Exercise requirements: Please count the lines below that contain the word "standing", and reply with that number alone.

■ ■ ■ ■ ■

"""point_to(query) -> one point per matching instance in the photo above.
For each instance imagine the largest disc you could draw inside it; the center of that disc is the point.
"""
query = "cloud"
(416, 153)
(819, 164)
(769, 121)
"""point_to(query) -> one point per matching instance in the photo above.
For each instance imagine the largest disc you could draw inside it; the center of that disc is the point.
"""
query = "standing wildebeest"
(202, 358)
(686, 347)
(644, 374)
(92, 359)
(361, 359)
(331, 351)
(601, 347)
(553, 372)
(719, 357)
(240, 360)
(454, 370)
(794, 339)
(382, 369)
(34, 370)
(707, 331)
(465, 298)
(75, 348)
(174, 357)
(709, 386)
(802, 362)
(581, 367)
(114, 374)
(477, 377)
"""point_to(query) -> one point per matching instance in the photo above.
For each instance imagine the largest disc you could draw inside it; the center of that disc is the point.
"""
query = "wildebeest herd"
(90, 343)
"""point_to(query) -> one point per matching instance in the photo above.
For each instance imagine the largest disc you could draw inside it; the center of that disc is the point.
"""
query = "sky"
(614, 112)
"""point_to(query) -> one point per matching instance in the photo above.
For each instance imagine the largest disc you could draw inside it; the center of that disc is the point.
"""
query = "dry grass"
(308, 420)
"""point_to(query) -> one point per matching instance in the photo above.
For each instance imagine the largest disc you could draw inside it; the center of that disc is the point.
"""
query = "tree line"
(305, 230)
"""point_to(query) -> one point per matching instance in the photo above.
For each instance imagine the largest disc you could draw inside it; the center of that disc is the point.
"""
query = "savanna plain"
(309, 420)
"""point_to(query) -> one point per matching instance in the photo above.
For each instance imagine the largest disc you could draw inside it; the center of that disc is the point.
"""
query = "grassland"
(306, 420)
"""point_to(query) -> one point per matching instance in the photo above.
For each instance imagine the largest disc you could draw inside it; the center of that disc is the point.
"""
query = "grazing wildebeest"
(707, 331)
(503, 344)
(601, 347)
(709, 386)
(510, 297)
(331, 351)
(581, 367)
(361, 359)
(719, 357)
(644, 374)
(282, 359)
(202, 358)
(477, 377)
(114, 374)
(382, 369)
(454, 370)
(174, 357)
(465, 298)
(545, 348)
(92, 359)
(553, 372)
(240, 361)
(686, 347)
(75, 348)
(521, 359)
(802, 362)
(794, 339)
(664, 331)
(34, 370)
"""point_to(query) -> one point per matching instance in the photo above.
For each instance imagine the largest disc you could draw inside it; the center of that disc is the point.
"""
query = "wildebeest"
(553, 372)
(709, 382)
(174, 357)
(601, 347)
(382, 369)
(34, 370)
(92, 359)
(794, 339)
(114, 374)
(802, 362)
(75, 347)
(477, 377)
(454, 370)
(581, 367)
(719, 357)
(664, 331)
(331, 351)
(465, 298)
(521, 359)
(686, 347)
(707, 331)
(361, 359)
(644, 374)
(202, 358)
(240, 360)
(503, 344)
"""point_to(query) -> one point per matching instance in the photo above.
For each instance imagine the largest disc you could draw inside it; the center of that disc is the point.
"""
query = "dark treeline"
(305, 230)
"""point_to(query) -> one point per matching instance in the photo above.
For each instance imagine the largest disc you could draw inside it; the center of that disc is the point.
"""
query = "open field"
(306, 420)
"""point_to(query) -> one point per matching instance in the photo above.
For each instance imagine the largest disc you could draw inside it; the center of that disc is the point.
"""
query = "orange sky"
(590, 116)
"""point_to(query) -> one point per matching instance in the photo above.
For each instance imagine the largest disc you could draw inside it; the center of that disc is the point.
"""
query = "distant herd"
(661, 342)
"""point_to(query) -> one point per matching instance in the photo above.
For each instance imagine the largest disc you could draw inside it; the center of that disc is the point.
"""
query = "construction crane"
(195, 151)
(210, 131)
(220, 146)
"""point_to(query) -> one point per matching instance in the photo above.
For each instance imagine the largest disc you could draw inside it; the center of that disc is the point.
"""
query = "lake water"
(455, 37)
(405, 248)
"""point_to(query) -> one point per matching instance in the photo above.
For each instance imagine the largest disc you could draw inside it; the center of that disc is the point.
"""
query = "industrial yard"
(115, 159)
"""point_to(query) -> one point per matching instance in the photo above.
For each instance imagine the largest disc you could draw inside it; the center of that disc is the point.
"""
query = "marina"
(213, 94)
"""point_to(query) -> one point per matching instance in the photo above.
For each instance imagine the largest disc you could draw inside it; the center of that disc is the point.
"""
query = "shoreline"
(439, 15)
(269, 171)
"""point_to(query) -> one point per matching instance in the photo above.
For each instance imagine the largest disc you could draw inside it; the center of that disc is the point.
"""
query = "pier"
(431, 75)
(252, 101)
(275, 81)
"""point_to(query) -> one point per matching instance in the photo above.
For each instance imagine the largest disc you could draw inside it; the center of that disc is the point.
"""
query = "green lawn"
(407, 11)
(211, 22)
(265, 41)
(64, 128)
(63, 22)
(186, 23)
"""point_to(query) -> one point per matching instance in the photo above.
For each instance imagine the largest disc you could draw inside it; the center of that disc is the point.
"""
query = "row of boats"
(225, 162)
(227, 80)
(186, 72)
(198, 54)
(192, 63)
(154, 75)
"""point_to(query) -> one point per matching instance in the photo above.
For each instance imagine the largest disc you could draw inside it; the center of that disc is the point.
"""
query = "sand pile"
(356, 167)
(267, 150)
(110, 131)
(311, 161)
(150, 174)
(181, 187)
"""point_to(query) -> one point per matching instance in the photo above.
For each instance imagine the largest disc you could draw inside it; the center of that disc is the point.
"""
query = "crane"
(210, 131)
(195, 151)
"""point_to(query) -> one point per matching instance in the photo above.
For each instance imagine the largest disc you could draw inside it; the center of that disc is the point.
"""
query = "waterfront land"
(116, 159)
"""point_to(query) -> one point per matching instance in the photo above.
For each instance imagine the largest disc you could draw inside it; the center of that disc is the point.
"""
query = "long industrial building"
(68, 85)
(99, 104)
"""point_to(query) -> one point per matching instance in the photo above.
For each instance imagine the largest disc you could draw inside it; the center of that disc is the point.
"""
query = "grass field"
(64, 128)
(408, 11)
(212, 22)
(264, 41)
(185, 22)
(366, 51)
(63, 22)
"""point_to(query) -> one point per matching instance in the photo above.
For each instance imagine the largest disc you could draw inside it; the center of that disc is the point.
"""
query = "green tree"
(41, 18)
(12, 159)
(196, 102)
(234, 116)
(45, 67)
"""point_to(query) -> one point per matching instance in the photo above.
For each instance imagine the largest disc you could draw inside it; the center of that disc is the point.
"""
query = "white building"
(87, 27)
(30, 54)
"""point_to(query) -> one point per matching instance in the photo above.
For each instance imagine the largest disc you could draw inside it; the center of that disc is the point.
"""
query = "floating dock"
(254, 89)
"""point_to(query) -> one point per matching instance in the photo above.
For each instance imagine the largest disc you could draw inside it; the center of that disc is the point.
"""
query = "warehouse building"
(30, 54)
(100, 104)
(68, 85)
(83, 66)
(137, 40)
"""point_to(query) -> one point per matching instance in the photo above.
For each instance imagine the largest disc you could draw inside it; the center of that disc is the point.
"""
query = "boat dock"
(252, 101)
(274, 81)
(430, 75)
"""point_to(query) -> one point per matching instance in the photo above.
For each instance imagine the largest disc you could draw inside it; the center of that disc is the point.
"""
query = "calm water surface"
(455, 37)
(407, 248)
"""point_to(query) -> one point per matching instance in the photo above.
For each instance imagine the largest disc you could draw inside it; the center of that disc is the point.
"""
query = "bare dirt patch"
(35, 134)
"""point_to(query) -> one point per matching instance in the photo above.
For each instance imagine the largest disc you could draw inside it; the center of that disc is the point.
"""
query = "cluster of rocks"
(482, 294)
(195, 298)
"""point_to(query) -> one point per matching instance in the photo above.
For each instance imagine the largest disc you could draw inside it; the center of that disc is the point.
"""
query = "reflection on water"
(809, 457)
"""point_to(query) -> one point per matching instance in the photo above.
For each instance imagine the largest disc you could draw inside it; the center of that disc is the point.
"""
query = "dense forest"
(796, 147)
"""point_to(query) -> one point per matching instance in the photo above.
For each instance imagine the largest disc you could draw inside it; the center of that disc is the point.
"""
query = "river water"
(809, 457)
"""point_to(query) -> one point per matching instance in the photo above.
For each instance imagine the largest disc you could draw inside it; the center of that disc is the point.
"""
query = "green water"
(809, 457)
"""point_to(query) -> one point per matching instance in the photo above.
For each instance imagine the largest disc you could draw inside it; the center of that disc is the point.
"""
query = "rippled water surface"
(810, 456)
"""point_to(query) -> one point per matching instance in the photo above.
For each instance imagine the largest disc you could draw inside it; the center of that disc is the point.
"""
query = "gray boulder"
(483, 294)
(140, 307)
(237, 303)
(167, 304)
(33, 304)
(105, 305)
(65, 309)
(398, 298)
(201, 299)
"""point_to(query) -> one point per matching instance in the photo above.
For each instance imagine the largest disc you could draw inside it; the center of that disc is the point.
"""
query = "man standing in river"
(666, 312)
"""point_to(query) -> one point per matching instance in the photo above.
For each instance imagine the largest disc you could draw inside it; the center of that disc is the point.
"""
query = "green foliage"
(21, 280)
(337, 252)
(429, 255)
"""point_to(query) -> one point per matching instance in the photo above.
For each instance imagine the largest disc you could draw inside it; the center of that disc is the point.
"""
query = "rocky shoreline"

■ ■ ■ ■ ■

Task result: 2